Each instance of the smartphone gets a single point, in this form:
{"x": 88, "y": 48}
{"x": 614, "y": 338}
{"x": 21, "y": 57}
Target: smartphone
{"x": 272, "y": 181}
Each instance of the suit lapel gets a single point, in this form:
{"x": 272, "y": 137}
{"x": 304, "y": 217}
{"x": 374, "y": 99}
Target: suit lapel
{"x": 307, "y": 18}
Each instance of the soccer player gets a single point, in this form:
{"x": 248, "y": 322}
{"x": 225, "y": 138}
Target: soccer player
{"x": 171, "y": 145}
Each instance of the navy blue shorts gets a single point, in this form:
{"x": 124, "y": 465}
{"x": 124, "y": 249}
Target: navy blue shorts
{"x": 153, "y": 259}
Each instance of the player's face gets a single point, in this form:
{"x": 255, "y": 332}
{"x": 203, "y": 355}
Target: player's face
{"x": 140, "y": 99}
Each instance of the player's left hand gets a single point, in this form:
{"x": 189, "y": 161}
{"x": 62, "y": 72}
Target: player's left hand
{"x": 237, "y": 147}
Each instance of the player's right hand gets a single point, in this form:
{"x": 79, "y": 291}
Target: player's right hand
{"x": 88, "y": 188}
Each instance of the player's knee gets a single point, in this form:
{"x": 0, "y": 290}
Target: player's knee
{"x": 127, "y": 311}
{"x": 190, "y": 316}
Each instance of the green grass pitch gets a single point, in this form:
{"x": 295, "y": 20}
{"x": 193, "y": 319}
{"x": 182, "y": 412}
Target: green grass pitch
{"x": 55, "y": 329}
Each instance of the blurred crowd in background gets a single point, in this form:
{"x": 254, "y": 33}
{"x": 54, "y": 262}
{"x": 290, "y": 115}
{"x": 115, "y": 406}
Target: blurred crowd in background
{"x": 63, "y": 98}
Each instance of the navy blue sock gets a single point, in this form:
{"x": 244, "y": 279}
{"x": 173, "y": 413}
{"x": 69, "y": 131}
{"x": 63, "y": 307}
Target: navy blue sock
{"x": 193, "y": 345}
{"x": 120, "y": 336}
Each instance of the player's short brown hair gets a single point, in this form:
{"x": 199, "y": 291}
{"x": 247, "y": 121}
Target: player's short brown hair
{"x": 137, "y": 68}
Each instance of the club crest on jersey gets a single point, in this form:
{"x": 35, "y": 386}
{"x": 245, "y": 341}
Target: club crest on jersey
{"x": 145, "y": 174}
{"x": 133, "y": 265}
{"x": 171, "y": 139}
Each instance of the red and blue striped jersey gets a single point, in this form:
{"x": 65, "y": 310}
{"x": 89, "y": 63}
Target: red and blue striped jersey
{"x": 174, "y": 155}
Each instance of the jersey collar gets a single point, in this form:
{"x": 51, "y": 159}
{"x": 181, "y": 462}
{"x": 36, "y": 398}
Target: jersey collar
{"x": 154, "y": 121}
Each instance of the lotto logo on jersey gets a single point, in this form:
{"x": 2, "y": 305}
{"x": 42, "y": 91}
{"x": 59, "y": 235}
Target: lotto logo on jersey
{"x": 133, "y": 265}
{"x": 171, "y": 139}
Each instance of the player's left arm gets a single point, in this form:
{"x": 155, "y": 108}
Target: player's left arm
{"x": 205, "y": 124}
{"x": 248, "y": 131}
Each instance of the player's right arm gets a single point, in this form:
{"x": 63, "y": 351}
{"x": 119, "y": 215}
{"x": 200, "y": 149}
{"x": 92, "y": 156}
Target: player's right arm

————————

• [DIRECTIONS]
All of the entries above must be quoted exactly.

• [EXERCISE SOLUTION]
Each instance of the smartphone gets a single point, in this form:
{"x": 88, "y": 48}
{"x": 614, "y": 338}
{"x": 21, "y": 57}
Target: smartphone
{"x": 272, "y": 181}
Each instance of the suit lapel gets a single point, in this form:
{"x": 272, "y": 137}
{"x": 304, "y": 217}
{"x": 374, "y": 99}
Target: suit lapel
{"x": 307, "y": 18}
Each instance of the soccer player gets a single point, in this form:
{"x": 248, "y": 322}
{"x": 225, "y": 138}
Target: soccer player
{"x": 171, "y": 145}
Each instance of the navy blue shorts gets a single point, in this form:
{"x": 124, "y": 465}
{"x": 124, "y": 249}
Target: navy blue shorts
{"x": 153, "y": 259}
Each instance of the player's face gets a single point, in this form:
{"x": 255, "y": 332}
{"x": 203, "y": 355}
Target: player's face
{"x": 140, "y": 99}
Each instance of the player's left hand gets a single point, in this form:
{"x": 189, "y": 161}
{"x": 62, "y": 72}
Target: player's left hand
{"x": 237, "y": 147}
Each instance of the player's right hand gets a single point, in this form:
{"x": 79, "y": 291}
Target: player's right hand
{"x": 88, "y": 188}
Each instance of the player's knee gets a single point, in this form:
{"x": 0, "y": 290}
Target: player's knee
{"x": 127, "y": 311}
{"x": 190, "y": 316}
Each instance of the green grass pitch gets a single point, in this form:
{"x": 295, "y": 20}
{"x": 193, "y": 319}
{"x": 182, "y": 412}
Target: green grass pitch
{"x": 55, "y": 329}
Each instance of the blurred crowd in background gets a single point, in this form:
{"x": 254, "y": 33}
{"x": 54, "y": 262}
{"x": 290, "y": 115}
{"x": 115, "y": 406}
Target: blurred crowd in background
{"x": 63, "y": 98}
Each instance of the navy blue sock gets a single point, in this form:
{"x": 244, "y": 279}
{"x": 173, "y": 413}
{"x": 69, "y": 131}
{"x": 63, "y": 307}
Target: navy blue sock
{"x": 193, "y": 345}
{"x": 120, "y": 336}
Each instance of the player's short brown hair gets a single point, in this form:
{"x": 199, "y": 291}
{"x": 247, "y": 121}
Target: player's short brown hair
{"x": 137, "y": 68}
Each instance of the club crest on jersey gets a single point, in this form:
{"x": 35, "y": 386}
{"x": 245, "y": 341}
Target: club crest on jersey
{"x": 145, "y": 174}
{"x": 133, "y": 265}
{"x": 171, "y": 139}
Each instance of the red and blue striped jersey gets a single point, in this form:
{"x": 65, "y": 310}
{"x": 89, "y": 63}
Target: red and blue striped jersey
{"x": 174, "y": 155}
Each instance of the jersey collar gets a single point, in this form:
{"x": 51, "y": 159}
{"x": 181, "y": 462}
{"x": 36, "y": 398}
Target: jersey collar
{"x": 154, "y": 121}
Each instance of the lotto logo on jersey gets a single point, in this form:
{"x": 2, "y": 305}
{"x": 42, "y": 91}
{"x": 59, "y": 235}
Target: lotto logo on jersey
{"x": 133, "y": 265}
{"x": 171, "y": 139}
Each instance of the player's left arm gets a single point, in this form:
{"x": 155, "y": 108}
Target: player's left arm
{"x": 205, "y": 124}
{"x": 248, "y": 131}
Each instance of the player's right arm gets a single point, in this form:
{"x": 63, "y": 351}
{"x": 119, "y": 215}
{"x": 200, "y": 149}
{"x": 92, "y": 156}
Target: player's right arm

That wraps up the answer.